▸ **Instructions for the task**
Beginning at the line that has "Locate the bird's foot" and continuing through the end of the records, reproduce every line, requests included. Shift each bounding box coordinate in the answers by -3.

[start Entries provided]

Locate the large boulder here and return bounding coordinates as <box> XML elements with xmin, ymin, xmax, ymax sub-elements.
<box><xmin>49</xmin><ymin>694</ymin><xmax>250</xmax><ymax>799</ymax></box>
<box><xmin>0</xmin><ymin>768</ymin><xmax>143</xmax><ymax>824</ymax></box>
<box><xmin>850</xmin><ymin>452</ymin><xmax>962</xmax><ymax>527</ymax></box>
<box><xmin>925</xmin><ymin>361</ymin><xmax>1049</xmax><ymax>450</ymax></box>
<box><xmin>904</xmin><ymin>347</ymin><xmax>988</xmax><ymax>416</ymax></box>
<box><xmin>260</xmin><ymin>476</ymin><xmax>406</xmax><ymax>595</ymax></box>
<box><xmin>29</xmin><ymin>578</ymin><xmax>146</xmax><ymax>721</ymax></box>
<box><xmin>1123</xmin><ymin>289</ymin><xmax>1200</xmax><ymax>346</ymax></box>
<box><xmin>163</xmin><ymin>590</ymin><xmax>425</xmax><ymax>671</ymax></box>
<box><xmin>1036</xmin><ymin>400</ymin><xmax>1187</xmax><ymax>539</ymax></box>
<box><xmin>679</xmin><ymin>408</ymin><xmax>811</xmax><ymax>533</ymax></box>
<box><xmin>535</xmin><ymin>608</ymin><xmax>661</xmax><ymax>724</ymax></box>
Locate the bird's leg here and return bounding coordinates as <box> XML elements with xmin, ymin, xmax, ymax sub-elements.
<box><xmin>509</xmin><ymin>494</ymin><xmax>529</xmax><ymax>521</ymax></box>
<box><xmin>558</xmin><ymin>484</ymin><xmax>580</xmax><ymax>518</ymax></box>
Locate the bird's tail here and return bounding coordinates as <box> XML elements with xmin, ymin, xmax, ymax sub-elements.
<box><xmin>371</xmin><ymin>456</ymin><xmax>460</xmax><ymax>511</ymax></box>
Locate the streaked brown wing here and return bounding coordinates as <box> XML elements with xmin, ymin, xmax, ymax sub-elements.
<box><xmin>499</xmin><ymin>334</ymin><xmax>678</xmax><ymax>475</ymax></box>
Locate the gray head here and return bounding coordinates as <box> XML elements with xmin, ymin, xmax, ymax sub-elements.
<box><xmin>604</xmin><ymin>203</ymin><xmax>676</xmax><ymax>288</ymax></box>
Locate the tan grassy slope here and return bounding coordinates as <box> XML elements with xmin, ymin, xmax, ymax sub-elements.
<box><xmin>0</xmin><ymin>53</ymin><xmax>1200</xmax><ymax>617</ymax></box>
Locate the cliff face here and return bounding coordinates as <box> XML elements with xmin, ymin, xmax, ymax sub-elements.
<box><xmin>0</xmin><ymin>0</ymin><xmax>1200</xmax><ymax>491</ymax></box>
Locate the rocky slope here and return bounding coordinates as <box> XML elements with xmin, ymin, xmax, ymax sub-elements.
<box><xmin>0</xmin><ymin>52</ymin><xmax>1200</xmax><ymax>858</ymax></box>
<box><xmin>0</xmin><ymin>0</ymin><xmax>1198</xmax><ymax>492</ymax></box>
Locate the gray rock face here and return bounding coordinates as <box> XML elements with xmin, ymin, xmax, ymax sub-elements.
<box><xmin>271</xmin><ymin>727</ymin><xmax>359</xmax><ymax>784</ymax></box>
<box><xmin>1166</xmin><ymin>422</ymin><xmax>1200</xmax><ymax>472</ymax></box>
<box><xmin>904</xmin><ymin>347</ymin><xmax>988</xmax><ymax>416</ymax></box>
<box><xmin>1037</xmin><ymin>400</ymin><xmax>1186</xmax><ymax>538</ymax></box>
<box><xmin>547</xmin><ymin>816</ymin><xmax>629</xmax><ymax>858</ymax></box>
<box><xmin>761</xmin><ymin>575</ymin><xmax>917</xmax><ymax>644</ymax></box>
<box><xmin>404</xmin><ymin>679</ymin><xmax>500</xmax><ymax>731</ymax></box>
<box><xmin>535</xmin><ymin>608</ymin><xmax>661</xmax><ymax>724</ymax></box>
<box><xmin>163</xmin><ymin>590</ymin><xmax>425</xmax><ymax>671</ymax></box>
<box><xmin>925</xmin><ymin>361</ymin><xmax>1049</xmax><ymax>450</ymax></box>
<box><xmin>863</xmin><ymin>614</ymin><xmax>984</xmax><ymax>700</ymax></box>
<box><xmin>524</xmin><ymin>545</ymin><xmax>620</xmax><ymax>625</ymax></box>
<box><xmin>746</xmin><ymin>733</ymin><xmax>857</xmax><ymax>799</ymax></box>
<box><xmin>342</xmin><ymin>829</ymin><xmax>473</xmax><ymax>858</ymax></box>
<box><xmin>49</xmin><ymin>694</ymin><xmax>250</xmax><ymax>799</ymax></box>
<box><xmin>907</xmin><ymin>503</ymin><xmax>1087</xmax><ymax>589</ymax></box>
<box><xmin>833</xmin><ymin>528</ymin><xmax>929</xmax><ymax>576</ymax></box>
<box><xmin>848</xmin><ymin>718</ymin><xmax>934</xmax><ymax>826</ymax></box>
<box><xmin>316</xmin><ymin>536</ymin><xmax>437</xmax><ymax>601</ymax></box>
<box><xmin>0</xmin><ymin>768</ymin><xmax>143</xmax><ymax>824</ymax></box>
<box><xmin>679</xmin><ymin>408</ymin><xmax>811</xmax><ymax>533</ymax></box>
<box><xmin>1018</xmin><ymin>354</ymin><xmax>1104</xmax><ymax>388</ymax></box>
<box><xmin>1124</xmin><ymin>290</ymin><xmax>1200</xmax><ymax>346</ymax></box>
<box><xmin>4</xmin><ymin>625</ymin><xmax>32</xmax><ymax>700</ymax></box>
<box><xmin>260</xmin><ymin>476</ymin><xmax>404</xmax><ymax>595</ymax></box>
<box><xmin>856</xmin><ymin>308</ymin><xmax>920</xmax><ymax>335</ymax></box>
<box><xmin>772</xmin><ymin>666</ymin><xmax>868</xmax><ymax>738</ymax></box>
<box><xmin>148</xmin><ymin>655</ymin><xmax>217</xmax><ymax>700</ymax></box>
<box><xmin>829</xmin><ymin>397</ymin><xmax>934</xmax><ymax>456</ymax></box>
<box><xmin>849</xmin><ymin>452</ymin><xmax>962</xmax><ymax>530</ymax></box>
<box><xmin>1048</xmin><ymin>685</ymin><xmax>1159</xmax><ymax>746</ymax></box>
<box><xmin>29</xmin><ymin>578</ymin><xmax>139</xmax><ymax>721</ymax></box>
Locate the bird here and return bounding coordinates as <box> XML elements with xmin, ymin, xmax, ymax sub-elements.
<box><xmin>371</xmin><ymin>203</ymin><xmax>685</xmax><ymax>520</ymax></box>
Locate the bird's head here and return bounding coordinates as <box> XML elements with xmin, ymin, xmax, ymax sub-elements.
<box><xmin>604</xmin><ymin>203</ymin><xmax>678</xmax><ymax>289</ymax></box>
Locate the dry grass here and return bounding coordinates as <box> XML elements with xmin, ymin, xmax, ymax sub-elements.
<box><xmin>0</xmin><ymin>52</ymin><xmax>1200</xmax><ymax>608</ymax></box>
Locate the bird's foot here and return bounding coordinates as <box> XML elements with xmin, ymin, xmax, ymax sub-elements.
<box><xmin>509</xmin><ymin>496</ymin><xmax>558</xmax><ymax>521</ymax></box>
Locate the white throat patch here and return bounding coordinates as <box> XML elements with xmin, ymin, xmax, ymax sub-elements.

[end Entries provided]

▸ **Task answer**
Locate the bird's foot here and return bounding coordinates as <box> XML elements with xmin, ymin, xmax, ymax sub-elements.
<box><xmin>506</xmin><ymin>493</ymin><xmax>555</xmax><ymax>518</ymax></box>
Locate the white throat patch here and return bounding coordinates as <box> XML elements with xmin, ymin, xmax, ymax sub-elements.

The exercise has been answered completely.